◆ Entries provided ◆
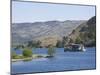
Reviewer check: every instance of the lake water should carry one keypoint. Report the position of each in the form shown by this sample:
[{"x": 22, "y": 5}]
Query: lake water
[{"x": 62, "y": 61}]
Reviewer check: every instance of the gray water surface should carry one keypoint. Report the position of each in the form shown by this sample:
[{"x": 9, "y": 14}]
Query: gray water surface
[{"x": 60, "y": 62}]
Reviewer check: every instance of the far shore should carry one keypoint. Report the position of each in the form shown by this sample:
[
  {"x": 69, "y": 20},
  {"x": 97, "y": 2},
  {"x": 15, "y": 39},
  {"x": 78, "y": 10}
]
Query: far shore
[{"x": 35, "y": 56}]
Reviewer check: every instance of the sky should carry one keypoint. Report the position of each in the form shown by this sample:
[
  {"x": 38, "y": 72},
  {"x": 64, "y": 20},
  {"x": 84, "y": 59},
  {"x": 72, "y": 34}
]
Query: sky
[{"x": 36, "y": 12}]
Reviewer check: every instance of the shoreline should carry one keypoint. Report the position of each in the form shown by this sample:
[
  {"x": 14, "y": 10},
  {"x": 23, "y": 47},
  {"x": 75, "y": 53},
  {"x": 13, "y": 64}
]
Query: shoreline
[{"x": 29, "y": 58}]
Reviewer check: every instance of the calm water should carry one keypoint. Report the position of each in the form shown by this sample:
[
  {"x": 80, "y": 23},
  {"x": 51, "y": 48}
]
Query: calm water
[{"x": 61, "y": 61}]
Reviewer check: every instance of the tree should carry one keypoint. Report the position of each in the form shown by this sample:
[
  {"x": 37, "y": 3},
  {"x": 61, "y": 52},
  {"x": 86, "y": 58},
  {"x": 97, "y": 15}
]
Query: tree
[
  {"x": 71, "y": 40},
  {"x": 51, "y": 51},
  {"x": 13, "y": 55},
  {"x": 59, "y": 44},
  {"x": 27, "y": 52},
  {"x": 78, "y": 40}
]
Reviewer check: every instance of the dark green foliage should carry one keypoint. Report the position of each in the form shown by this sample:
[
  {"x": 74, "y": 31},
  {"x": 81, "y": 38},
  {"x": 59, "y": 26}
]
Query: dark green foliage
[
  {"x": 71, "y": 41},
  {"x": 78, "y": 40},
  {"x": 59, "y": 44},
  {"x": 51, "y": 51},
  {"x": 13, "y": 55},
  {"x": 33, "y": 44},
  {"x": 19, "y": 46},
  {"x": 27, "y": 52},
  {"x": 73, "y": 31}
]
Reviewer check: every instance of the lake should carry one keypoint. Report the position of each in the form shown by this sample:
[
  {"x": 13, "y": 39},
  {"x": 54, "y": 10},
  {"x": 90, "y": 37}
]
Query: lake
[{"x": 62, "y": 61}]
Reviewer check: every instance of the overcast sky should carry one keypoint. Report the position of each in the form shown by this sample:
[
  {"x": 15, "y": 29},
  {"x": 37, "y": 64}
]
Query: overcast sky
[{"x": 34, "y": 12}]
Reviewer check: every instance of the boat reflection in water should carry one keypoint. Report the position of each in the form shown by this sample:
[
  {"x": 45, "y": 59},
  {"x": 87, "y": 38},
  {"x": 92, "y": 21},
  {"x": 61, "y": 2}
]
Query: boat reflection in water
[{"x": 74, "y": 47}]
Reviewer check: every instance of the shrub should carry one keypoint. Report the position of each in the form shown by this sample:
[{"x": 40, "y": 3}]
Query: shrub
[
  {"x": 27, "y": 52},
  {"x": 51, "y": 51}
]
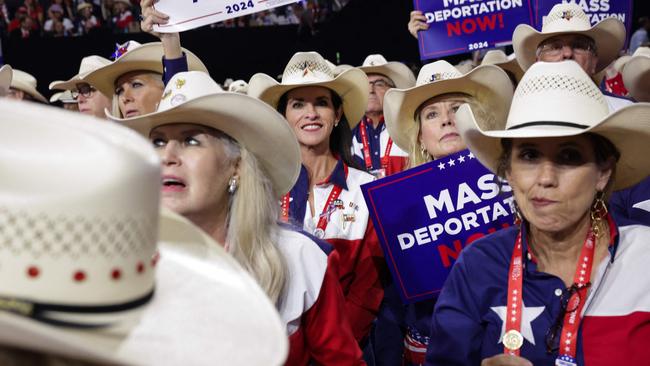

◆ Short problem ◆
Please rewrite all the data above as a Markdown table with the columns Row and Line, giving each line its own numbered row. Skip blank lines, and leave the pictures out of your answer.

◆ Written reply ◆
| Row | Line |
|---|---|
| 1 | Reviewer check: every instance of the lake water should carry one keypoint. Report the position of each in the form shown by this sample: |
| 2 | [{"x": 22, "y": 5}] |
| 3 | Query: lake water |
| 4 | [{"x": 62, "y": 61}] |
| 5 | Reviewer check: every instance of the gray water surface should carry one keypoint. Report the position of each in the form shown by this sample: |
| 6 | [{"x": 9, "y": 14}] |
| 7 | Query: gray water surface |
| 8 | [{"x": 60, "y": 62}] |
| 9 | Reviewer check: every instance of the far shore should carry one keypoint. Report the position of each in the form shown by this sample: |
| 10 | [ |
| 11 |   {"x": 69, "y": 20}, |
| 12 |   {"x": 97, "y": 2}, |
| 13 |   {"x": 15, "y": 39}, |
| 14 |   {"x": 78, "y": 10} |
| 15 | ] |
| 16 | Query: far shore |
| 17 | [{"x": 35, "y": 56}] |
| 18 | Reviewer check: every instance of the sky should carry one keypoint. Report the position of each in the form shown by this sample: |
| 19 | [ |
| 20 |   {"x": 38, "y": 72}, |
| 21 |   {"x": 64, "y": 20}, |
| 22 |   {"x": 84, "y": 59}, |
| 23 |   {"x": 72, "y": 34} |
| 24 | ] |
| 25 | Query: sky |
| 26 | [{"x": 36, "y": 12}] |
| 27 | Reviewer check: every instance of the shoreline should carry one keypoint. Report the position of each in the form shown by this sample: |
| 28 | [ |
| 29 |   {"x": 14, "y": 10}, |
| 30 |   {"x": 23, "y": 47}, |
| 31 |   {"x": 75, "y": 53}, |
| 32 |   {"x": 13, "y": 64} |
| 33 | ] |
| 34 | Query: shoreline |
| 35 | [{"x": 29, "y": 58}] |
| 36 | Reviewer check: every instance of the calm water should carry one keypoint. Report the position of each in the form shown by this sample: |
| 37 | [ |
| 38 |   {"x": 80, "y": 23}, |
| 39 |   {"x": 51, "y": 48} |
| 40 | ] |
| 41 | Query: calm water |
| 42 | [{"x": 61, "y": 61}] |
| 43 | Reviewer check: every instance of the tree should carry one keypoint. Report the position of each in the form shown by this sample: |
| 44 | [ |
| 45 |   {"x": 37, "y": 3}, |
| 46 |   {"x": 61, "y": 52}, |
| 47 |   {"x": 86, "y": 58}, |
| 48 |   {"x": 97, "y": 15} |
| 49 | ] |
| 50 | Query: tree |
| 51 | [ |
| 52 |   {"x": 71, "y": 40}, |
| 53 |   {"x": 51, "y": 51}, |
| 54 |   {"x": 13, "y": 55}, |
| 55 |   {"x": 59, "y": 44}, |
| 56 |   {"x": 27, "y": 52}, |
| 57 |   {"x": 78, "y": 40} |
| 58 | ] |
| 59 | Reviewer check: every instance of the dark green foliage should carry one keypoint. Report the position of each in the form shown by this sample: |
| 60 | [ |
| 61 |   {"x": 74, "y": 31}, |
| 62 |   {"x": 81, "y": 38}, |
| 63 |   {"x": 59, "y": 26} |
| 64 | ] |
| 65 | Query: dark green foliage |
| 66 | [ |
| 67 |   {"x": 71, "y": 41}, |
| 68 |   {"x": 78, "y": 40}, |
| 69 |   {"x": 59, "y": 44}, |
| 70 |   {"x": 51, "y": 51}, |
| 71 |   {"x": 13, "y": 55}, |
| 72 |   {"x": 33, "y": 44}, |
| 73 |   {"x": 19, "y": 46}, |
| 74 |   {"x": 27, "y": 52}, |
| 75 |   {"x": 73, "y": 31} |
| 76 | ] |
| 77 | Reviewer check: every instance of the lake should carry one keypoint. Report the position of each in the form shown by this sample: |
| 78 | [ |
| 79 |   {"x": 13, "y": 39}, |
| 80 |   {"x": 54, "y": 10}, |
| 81 |   {"x": 90, "y": 37} |
| 82 | ] |
| 83 | Query: lake |
| 84 | [{"x": 62, "y": 61}] |
| 85 | Reviewer check: every instance of the overcast sky should carry one keypoint. Report the position of each in the form shown by this sample: |
| 86 | [ |
| 87 |   {"x": 15, "y": 29}, |
| 88 |   {"x": 37, "y": 64} |
| 89 | ] |
| 90 | Query: overcast sky |
| 91 | [{"x": 34, "y": 12}] |
| 92 | Reviewer check: every instance of the boat reflection in water should carry one keypoint. Report the position of each in the form shown by this sample: |
| 93 | [ |
| 94 |   {"x": 45, "y": 59}, |
| 95 |   {"x": 87, "y": 38}, |
| 96 |   {"x": 92, "y": 21}, |
| 97 |   {"x": 61, "y": 2} |
| 98 | ] |
| 99 | Query: boat reflection in water |
| 100 | [{"x": 74, "y": 47}] |
| 101 | Reviewer check: every instance of the shrub should carry one keypoint. Report the position of each in the form shown by this sample: |
| 102 | [{"x": 40, "y": 3}] |
| 103 | Query: shrub |
| 104 | [ |
| 105 |   {"x": 27, "y": 52}, |
| 106 |   {"x": 51, "y": 51} |
| 107 | ] |